>> Start EXERCISE INPUT

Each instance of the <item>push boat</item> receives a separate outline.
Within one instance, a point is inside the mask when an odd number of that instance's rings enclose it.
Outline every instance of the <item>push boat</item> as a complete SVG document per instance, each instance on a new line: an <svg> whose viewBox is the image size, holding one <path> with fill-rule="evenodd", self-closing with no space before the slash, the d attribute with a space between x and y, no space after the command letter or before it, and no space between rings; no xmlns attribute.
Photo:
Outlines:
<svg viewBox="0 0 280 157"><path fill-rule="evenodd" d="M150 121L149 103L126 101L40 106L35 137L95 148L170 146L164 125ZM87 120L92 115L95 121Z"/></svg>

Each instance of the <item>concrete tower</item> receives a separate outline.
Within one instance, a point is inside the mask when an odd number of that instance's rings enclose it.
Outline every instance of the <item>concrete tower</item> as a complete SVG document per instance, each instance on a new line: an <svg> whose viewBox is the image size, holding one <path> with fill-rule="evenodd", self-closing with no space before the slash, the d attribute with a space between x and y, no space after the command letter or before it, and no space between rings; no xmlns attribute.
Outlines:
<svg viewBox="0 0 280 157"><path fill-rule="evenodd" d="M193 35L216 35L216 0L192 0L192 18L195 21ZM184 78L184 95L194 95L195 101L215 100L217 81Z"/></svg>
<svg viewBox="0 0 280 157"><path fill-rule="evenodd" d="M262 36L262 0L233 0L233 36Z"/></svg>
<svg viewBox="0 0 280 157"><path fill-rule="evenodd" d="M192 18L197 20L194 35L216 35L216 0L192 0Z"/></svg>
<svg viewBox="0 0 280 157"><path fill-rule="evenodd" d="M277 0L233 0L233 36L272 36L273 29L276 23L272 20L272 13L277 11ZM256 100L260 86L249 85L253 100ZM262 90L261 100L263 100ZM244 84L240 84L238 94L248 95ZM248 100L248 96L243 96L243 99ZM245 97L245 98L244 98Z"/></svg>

>> End EXERCISE INPUT

WHAT IS ASKED:
Please copy the lines above word for word, keeping every character the same.

RESPONSE FOR THIS EXERCISE:
Each instance of the <item>push boat</item> receives a separate outline.
Within one instance, a point is inside the mask when an odd number of that instance's rings enclose it.
Outline every instance of the <item>push boat</item> as a complete SVG document per instance, each instance on a new line: an <svg> whose viewBox is the image size, holding one <path> with fill-rule="evenodd", self-closing with no space before the slash, the d attribute with a space between x and y, no space after the command letter or before it, and no space between rings; no xmlns attribute.
Photo:
Outlines:
<svg viewBox="0 0 280 157"><path fill-rule="evenodd" d="M150 121L149 103L126 101L40 106L35 137L95 148L170 146L164 125ZM87 120L92 115L95 121Z"/></svg>

Each instance of the <item>concrete tower</item> receives a separate outline.
Within one instance, a point is inside the mask when an odd number of that instance's rings enclose it.
Outline every instance of the <item>concrete tower</item> as a complete SVG document per instance, each instance on a new line: an <svg> whose viewBox is the image size, holding one <path> with fill-rule="evenodd", self-closing with no space before the slash, the d attribute with a space between x and y, no space after the command letter or before it, and no space between rings; no xmlns attribute.
Outlines:
<svg viewBox="0 0 280 157"><path fill-rule="evenodd" d="M193 35L216 35L216 0L192 0L192 18L195 21ZM184 78L184 95L194 95L195 101L215 100L217 81Z"/></svg>
<svg viewBox="0 0 280 157"><path fill-rule="evenodd" d="M262 36L262 0L233 0L233 36Z"/></svg>
<svg viewBox="0 0 280 157"><path fill-rule="evenodd" d="M192 18L197 20L194 35L216 35L216 0L192 0Z"/></svg>
<svg viewBox="0 0 280 157"><path fill-rule="evenodd" d="M277 0L233 0L233 36L272 36L273 29L276 23L272 20L272 13L277 11ZM256 100L260 86L249 85L253 100ZM262 90L261 100L263 100ZM244 84L240 84L238 94L248 95ZM248 100L248 96L243 96L243 99ZM245 97L245 98L244 98Z"/></svg>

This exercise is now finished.